▶ [Task objective] Rewrite all of the material below, substituting "Mark" for every "Annotate" and keeping everything else unchanged. Leave the pictures out.

▶ [Source records]
▼

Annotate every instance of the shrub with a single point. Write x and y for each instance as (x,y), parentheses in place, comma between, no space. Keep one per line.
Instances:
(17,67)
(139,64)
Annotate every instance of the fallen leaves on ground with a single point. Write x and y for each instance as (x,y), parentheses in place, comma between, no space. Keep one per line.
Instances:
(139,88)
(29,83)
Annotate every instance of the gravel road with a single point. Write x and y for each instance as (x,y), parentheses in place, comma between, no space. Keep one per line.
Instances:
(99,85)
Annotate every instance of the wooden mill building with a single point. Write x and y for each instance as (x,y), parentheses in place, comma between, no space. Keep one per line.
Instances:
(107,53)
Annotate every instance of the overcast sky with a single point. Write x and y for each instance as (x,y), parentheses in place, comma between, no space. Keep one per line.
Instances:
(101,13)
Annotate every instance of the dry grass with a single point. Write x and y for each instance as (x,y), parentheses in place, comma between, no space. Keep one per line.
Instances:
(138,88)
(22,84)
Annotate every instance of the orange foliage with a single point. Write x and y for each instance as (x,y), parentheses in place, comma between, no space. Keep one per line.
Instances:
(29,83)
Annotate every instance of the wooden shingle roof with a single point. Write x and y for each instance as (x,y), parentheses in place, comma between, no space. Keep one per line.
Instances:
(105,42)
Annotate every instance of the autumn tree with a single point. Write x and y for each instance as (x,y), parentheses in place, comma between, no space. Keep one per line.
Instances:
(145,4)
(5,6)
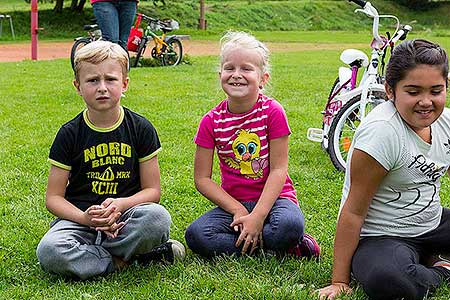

▲

▶ [Exercise output]
Mark every instance of the shrub with a single point. Write x and y for each instance as (x,y), parentheses in place, comma between, no space. Keep one per line.
Instances:
(17,67)
(139,64)
Mark every instance of the fallen leaves on ground with a single point. Write x and y for each instance as (x,y), parentheses in place, comma between, no space. Keep one per line.
Instances:
(139,88)
(29,83)
Mark every instance of the gravel road with a single point. Write x and y for each instance as (x,y), parentheses in place, comma between, no space. Keep one per line.
Instances:
(99,85)
Mark every instance of the wooden mill building with a single point. Write x and y for each instance as (x,y), parentheses in place, comma between, no space. Keep one per line.
Instances:
(107,53)
Mark every instance of the overcast sky with a single point. Write x and y for each instance as (x,y), parentheses in place, comma between, no space. Keep one per line.
Instances:
(101,13)
Mark every instance of the dry grass with a single point. Write x and y for each instance as (x,y), parentheses in place, comma between, no space. Keep one per line.
Instances:
(138,88)
(22,84)
Mark every instance of the orange foliage with a single point. Write x and y for each instance as (x,y), parentheses in place, comma between, no space. Keep one per line.
Instances:
(29,83)
Mark every instance of the wooden shingle roof with a single point. Write x and y for each instance as (x,y), parentheses in place, comma between, no space. Keep one per line.
Instances:
(105,42)
Mark every instance of the autumn tree with a single point. Write x and y for each instance as (x,y), parentheses in place, comma between, no space. Keep one per line.
Instances:
(145,4)
(5,6)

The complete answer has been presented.